> TASK TO COMPLETE
Among these records, which lines include "Output"? Copy them out.

BEGIN

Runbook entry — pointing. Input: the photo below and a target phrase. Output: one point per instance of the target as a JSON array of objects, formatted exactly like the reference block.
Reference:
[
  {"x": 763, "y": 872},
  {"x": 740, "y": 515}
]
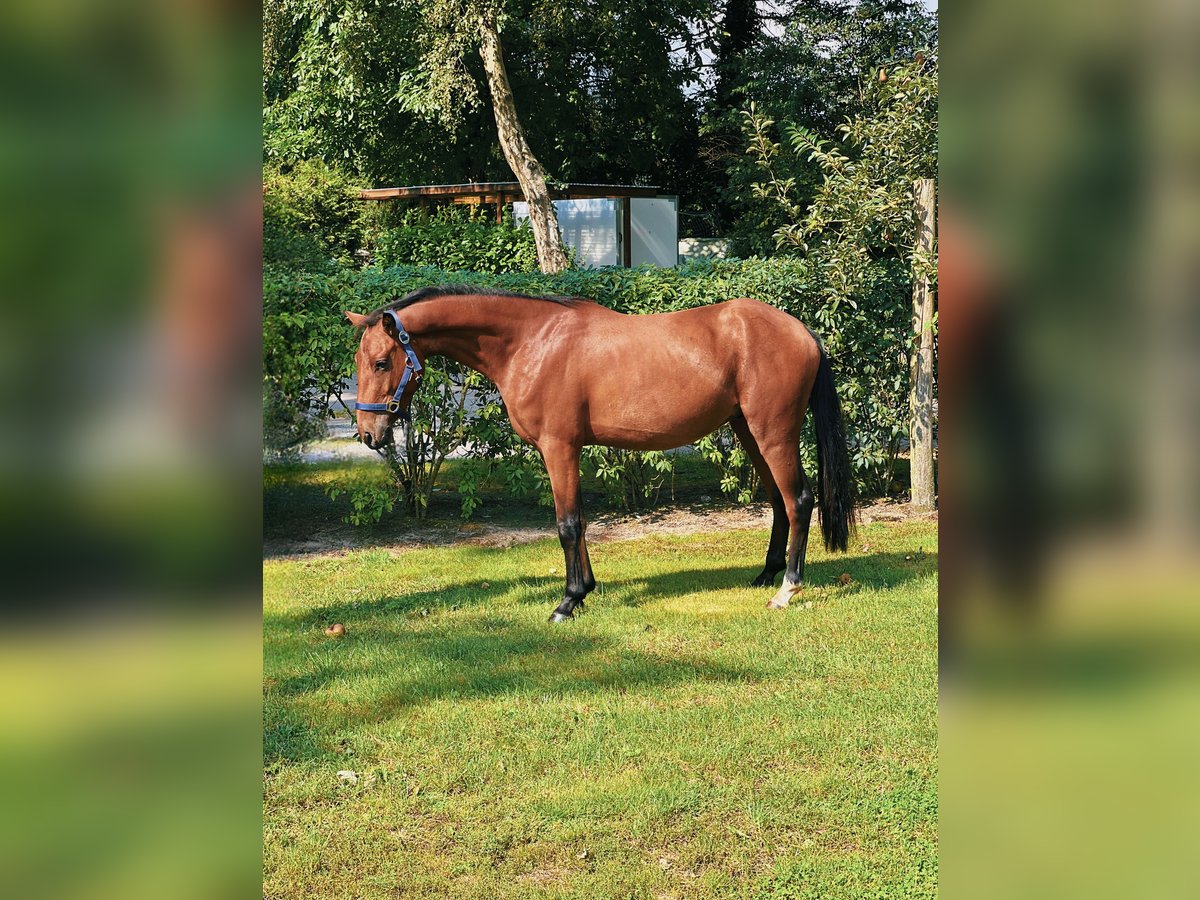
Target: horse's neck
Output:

END

> RESULT
Runbook entry — pointing. Input: the photo below and a target phrase. Output: one point per instance of the target as a JSON array of objects, formatted exactly like the reference block.
Output:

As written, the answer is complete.